* _Goal of the exercise_
Write out the entries below word for word, everything from the start down to the line containing "(592, 1083)", with that line included. Leave the pictures out of your answer.

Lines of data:
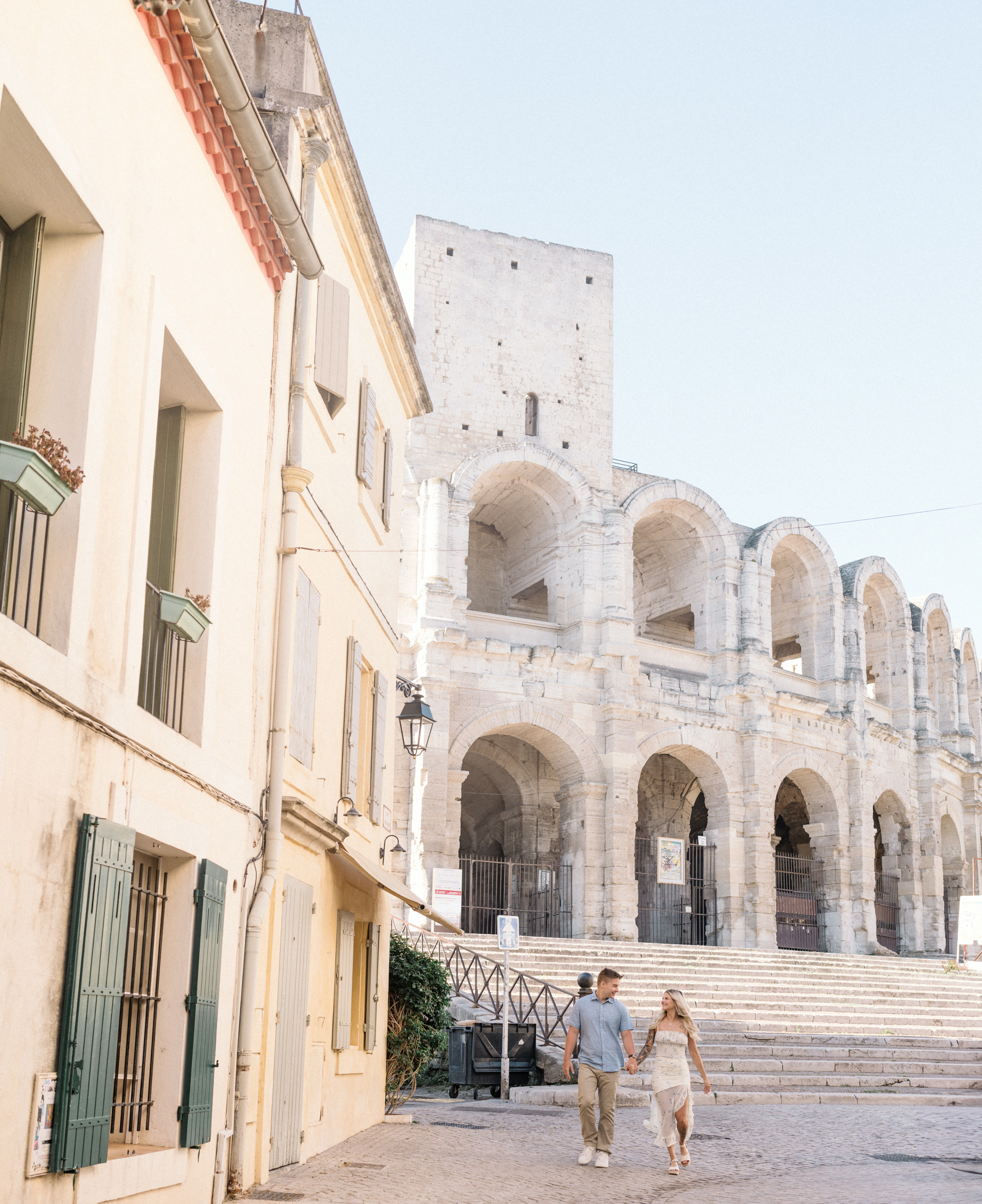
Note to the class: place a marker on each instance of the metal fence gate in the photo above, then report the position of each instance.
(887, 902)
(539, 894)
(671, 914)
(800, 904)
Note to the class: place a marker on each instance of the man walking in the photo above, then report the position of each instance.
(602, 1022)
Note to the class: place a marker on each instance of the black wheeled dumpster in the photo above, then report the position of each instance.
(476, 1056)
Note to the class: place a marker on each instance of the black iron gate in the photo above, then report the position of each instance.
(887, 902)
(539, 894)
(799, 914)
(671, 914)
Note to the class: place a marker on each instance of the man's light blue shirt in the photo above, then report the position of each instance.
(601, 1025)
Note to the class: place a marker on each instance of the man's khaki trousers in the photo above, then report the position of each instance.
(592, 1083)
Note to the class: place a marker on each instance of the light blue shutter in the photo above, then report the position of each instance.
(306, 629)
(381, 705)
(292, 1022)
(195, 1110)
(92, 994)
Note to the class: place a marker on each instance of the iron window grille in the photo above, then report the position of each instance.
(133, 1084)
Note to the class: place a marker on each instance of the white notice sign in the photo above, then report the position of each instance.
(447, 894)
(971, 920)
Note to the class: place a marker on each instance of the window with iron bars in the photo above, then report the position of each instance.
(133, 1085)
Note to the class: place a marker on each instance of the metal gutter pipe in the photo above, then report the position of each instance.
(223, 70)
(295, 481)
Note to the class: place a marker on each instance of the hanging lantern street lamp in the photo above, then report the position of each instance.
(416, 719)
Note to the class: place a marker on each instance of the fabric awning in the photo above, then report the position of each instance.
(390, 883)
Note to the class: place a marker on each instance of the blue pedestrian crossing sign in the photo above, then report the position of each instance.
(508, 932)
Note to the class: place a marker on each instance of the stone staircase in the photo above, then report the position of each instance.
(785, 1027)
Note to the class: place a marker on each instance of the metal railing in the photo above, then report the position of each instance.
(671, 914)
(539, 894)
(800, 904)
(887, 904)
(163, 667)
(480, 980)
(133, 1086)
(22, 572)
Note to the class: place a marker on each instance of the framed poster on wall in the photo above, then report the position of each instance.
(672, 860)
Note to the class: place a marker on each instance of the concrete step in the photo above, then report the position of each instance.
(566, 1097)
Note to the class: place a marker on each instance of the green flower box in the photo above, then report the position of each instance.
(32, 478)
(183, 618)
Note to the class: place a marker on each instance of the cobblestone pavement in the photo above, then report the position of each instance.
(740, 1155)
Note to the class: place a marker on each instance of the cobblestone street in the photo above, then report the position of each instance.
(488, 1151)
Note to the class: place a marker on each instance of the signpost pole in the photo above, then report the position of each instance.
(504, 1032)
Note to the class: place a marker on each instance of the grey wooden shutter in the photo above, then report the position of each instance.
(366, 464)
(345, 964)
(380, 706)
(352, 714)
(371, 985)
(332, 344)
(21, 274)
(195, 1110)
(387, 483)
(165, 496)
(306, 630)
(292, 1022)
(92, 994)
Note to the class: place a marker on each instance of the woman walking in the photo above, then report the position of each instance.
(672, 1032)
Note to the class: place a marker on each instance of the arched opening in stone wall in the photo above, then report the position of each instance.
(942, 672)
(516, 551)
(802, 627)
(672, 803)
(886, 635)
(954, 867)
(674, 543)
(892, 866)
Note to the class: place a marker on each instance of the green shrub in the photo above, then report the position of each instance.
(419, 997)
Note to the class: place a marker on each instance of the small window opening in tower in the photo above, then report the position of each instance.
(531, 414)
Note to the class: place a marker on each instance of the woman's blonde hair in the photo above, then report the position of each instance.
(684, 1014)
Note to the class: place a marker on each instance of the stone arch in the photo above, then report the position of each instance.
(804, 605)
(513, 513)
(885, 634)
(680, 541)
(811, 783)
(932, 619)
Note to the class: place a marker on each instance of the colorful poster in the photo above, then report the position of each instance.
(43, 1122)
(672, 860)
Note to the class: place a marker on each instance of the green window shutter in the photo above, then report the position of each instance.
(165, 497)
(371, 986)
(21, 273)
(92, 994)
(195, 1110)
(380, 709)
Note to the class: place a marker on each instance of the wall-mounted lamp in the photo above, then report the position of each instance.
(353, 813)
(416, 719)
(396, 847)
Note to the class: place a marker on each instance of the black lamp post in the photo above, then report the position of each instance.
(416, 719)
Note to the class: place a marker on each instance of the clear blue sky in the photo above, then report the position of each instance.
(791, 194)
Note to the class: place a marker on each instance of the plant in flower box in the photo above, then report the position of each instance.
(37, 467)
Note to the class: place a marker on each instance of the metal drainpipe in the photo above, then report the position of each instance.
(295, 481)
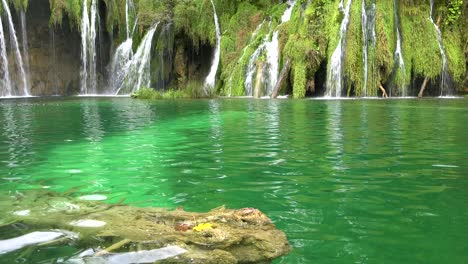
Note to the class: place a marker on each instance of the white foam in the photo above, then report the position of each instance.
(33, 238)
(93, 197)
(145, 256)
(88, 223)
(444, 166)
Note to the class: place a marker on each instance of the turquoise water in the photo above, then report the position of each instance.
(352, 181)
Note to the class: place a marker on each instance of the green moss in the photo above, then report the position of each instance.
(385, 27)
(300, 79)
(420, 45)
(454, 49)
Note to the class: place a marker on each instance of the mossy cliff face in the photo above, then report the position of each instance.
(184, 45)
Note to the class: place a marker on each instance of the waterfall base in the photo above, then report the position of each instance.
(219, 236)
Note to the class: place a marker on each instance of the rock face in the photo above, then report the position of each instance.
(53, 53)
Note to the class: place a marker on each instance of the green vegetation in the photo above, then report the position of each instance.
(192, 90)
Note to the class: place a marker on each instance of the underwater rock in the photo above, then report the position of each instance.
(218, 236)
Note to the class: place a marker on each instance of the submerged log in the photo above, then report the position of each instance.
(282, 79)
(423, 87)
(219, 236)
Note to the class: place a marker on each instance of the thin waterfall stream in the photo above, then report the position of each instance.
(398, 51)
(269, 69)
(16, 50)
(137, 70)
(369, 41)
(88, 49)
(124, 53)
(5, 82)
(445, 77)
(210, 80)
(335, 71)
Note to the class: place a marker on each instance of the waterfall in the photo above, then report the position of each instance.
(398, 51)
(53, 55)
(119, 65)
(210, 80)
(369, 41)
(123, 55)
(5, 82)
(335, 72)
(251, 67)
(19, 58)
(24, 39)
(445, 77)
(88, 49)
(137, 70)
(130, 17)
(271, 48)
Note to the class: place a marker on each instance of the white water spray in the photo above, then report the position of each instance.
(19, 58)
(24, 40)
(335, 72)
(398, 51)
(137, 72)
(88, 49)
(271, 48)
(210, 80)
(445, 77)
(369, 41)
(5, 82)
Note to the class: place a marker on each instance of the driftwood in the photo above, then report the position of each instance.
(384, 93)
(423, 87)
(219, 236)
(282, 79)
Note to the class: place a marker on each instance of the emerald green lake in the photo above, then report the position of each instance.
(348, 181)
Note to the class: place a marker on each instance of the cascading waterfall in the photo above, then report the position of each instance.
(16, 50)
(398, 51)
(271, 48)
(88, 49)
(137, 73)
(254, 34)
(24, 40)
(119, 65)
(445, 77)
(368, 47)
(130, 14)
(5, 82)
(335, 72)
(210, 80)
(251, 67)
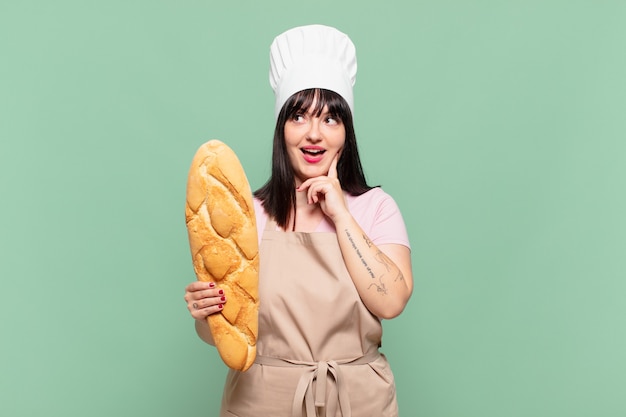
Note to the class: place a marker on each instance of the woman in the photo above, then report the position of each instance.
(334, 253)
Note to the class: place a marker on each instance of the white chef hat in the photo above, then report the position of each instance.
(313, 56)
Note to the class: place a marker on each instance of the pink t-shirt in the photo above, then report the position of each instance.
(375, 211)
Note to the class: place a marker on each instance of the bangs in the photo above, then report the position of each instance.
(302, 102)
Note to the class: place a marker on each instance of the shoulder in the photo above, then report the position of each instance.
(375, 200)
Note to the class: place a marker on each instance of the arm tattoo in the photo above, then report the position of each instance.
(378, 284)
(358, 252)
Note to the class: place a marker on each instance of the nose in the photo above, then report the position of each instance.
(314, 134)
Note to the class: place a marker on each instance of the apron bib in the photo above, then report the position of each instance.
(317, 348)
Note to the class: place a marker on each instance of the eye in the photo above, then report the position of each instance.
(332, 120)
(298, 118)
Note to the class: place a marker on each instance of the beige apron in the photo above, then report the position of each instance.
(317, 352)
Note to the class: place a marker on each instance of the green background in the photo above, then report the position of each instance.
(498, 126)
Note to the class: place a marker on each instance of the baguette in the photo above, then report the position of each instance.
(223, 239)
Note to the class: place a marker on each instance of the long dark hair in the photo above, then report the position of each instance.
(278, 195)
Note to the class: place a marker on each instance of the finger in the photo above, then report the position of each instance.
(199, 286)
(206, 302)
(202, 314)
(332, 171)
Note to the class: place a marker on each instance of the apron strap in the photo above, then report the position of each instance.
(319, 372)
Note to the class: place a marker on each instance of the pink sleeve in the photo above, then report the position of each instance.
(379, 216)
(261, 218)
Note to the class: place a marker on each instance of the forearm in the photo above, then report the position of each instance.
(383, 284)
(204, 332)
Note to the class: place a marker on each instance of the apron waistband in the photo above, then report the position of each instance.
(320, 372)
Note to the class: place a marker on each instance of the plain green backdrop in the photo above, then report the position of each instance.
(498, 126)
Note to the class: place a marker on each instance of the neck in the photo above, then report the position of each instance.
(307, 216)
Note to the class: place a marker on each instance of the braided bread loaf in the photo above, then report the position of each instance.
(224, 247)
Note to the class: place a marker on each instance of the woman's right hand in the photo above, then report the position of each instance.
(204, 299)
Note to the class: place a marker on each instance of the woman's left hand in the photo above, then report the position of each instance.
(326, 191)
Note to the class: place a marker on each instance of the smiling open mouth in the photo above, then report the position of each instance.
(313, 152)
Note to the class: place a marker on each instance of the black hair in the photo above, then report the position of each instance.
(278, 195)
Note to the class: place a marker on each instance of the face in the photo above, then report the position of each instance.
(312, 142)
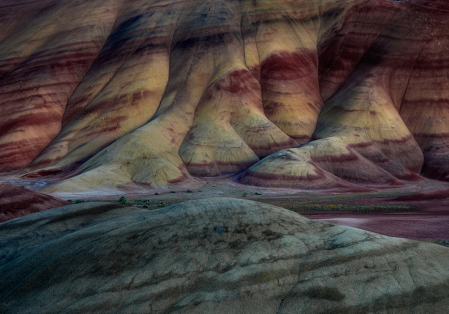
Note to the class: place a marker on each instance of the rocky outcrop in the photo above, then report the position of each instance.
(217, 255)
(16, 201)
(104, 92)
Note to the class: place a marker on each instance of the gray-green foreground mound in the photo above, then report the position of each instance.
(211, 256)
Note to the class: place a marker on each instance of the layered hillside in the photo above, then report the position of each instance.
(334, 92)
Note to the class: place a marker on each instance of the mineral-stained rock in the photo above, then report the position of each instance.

* _Reply to the task_
Note to the class: place a marker on each instance of the metal fence gate in the photo above, then report the position of each instance.
(887, 902)
(539, 894)
(671, 914)
(800, 904)
Note to the class: place a marker on each instance of the man walking in the photo above, then report the position of each instance.
(602, 1022)
Note to the class: place a marker on each instance of the black wheeled dumpster in the photo above, then report the position of each instance.
(476, 1056)
Note to the class: place a marker on each instance of the black iron gate in the photo above, then report the position of each instance.
(887, 902)
(539, 894)
(799, 914)
(671, 914)
Note to the class: place a marker on each instance of the man's light blue shirt in the photo above, then report the position of each instance.
(601, 1025)
Note to the class: place a marker on each instance of the man's khaki trousers in the photo above, then report the position of each instance.
(592, 1083)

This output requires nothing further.